Dataset items
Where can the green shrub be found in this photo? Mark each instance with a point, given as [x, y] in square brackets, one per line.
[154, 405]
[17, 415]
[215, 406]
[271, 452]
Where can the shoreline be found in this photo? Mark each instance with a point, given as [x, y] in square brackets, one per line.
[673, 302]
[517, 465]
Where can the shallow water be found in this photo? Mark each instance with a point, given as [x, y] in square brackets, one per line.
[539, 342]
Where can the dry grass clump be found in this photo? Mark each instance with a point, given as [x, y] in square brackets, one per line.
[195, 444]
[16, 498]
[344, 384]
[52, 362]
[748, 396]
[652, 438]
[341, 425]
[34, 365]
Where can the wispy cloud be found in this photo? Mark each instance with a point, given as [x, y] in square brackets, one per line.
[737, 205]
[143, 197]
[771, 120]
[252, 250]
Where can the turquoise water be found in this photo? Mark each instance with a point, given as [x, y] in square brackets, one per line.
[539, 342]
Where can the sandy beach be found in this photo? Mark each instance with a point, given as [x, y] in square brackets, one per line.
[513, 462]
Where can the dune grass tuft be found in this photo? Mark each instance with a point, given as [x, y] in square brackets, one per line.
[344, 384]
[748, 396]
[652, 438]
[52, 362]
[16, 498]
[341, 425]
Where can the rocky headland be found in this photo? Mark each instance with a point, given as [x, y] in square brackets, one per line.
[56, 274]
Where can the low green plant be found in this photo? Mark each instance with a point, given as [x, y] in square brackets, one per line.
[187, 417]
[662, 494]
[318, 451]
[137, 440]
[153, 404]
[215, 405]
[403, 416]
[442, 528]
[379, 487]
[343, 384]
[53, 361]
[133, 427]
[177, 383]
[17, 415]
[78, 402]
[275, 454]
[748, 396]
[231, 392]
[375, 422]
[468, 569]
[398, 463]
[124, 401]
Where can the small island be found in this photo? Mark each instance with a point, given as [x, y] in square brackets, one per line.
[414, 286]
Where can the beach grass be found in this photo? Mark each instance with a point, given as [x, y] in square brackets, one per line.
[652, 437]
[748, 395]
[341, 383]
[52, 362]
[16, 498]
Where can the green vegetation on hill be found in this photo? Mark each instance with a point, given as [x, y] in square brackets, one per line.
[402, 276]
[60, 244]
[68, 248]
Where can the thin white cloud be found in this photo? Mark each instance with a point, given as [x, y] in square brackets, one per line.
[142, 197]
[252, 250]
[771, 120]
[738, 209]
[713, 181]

==

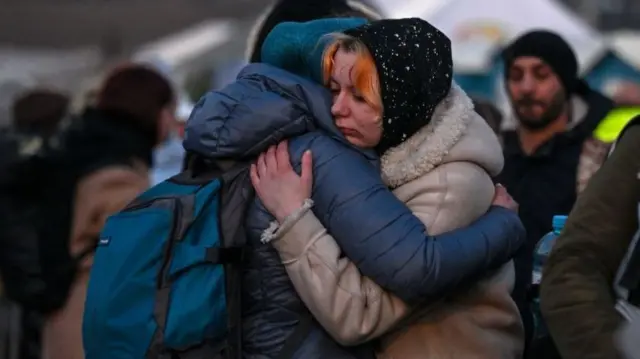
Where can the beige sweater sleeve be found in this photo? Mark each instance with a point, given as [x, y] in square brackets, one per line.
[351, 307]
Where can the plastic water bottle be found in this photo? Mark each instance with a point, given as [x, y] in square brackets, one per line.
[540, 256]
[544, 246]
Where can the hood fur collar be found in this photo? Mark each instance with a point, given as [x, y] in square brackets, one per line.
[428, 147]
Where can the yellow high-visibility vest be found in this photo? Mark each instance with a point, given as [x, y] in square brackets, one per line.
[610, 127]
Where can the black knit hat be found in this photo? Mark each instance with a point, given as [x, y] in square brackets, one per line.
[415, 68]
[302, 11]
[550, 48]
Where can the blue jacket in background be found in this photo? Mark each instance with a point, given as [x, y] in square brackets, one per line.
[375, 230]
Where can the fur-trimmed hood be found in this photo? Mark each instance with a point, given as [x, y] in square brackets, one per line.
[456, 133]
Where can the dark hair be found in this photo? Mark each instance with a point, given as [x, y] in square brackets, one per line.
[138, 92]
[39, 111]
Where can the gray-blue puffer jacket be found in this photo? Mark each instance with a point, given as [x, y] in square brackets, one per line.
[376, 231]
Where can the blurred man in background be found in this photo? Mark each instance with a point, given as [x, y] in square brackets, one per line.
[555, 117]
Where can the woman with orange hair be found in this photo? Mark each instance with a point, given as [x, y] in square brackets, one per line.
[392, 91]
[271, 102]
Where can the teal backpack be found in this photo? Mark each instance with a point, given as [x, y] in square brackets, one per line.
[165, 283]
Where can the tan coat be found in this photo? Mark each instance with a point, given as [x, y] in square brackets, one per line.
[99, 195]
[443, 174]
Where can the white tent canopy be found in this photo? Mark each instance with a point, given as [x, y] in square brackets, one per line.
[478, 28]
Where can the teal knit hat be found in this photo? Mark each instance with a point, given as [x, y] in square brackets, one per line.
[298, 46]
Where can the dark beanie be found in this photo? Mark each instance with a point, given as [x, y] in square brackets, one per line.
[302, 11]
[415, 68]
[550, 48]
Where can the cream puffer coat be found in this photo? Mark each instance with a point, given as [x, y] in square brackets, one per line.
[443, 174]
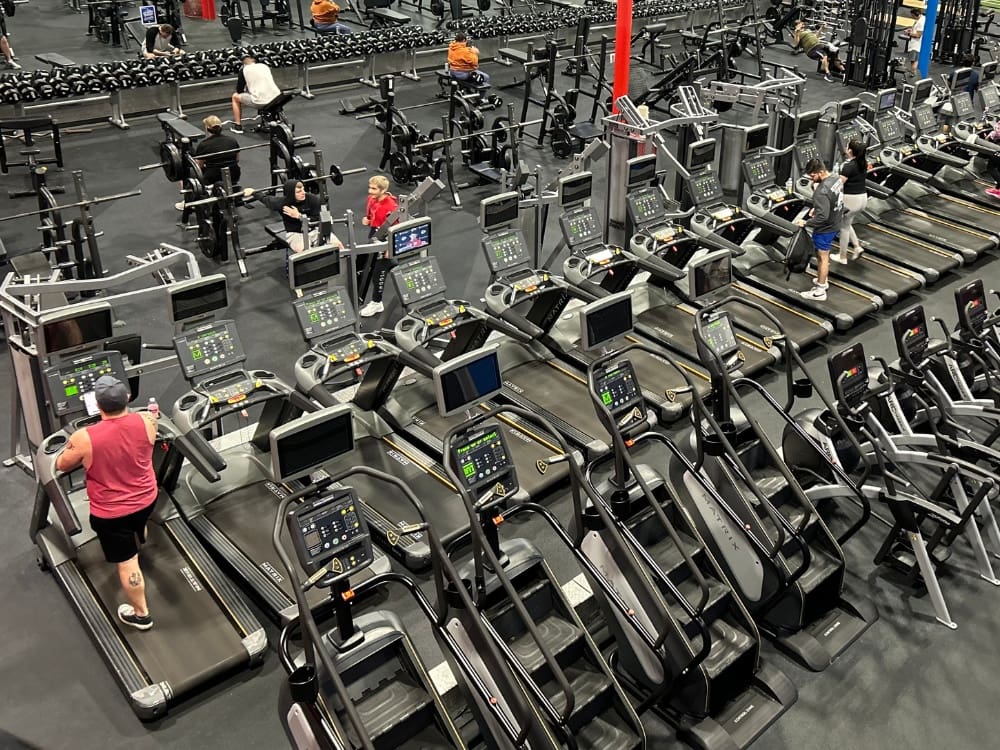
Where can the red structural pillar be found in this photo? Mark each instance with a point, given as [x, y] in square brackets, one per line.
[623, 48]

==

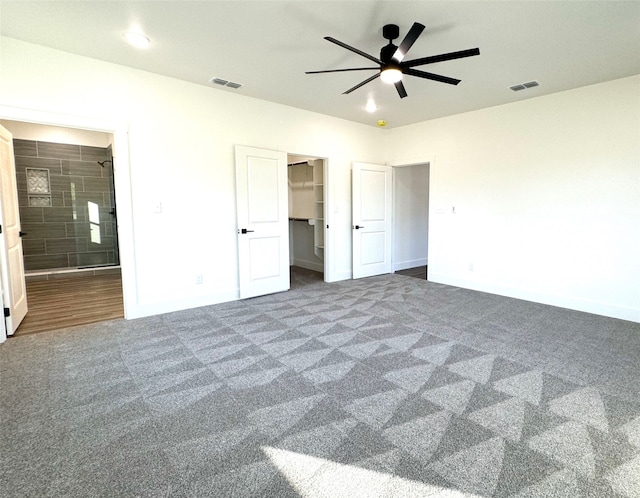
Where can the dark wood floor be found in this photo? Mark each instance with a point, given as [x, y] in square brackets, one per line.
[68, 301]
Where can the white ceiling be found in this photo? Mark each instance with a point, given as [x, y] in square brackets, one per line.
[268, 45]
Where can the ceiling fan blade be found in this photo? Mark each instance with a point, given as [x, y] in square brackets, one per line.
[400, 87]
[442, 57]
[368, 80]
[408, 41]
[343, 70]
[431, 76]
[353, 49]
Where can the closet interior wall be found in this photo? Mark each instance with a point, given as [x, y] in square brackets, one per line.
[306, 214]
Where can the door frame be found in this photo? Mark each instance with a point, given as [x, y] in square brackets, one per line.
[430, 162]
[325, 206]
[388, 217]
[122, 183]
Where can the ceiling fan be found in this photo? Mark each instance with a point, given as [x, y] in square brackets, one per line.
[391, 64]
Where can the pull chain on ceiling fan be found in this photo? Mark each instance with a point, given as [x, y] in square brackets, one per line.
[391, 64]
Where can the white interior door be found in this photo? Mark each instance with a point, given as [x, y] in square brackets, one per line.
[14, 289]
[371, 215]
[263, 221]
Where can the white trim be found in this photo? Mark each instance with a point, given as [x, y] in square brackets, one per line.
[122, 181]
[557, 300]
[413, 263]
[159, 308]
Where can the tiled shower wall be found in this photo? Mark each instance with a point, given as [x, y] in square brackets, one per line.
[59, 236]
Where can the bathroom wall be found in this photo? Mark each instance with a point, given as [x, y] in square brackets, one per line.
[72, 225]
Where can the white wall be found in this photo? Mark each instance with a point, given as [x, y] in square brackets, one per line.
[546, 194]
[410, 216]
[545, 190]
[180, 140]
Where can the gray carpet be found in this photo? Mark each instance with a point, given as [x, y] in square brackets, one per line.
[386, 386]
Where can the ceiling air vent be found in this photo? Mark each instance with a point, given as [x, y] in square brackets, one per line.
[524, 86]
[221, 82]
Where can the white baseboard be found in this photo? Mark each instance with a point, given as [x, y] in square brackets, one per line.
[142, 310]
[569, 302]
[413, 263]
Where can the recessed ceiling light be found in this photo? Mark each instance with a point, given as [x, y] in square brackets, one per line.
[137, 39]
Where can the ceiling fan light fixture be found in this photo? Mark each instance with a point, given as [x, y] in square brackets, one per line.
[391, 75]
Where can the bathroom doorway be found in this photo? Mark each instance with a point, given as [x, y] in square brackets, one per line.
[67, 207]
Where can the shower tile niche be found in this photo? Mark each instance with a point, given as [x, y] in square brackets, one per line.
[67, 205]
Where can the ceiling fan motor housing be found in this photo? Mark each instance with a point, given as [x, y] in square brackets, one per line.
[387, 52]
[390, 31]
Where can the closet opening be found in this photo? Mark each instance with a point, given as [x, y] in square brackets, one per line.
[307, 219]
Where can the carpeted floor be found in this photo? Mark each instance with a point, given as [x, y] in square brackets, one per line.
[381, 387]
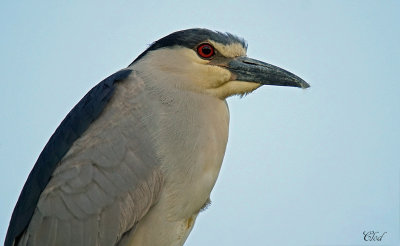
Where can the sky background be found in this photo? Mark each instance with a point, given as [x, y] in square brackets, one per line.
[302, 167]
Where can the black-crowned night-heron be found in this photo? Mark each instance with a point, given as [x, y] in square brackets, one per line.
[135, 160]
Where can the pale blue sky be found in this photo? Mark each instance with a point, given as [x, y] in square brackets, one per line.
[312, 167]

Problem to work on: Count the lines above that contain the word "white" and reply with only that number.

Final result: 7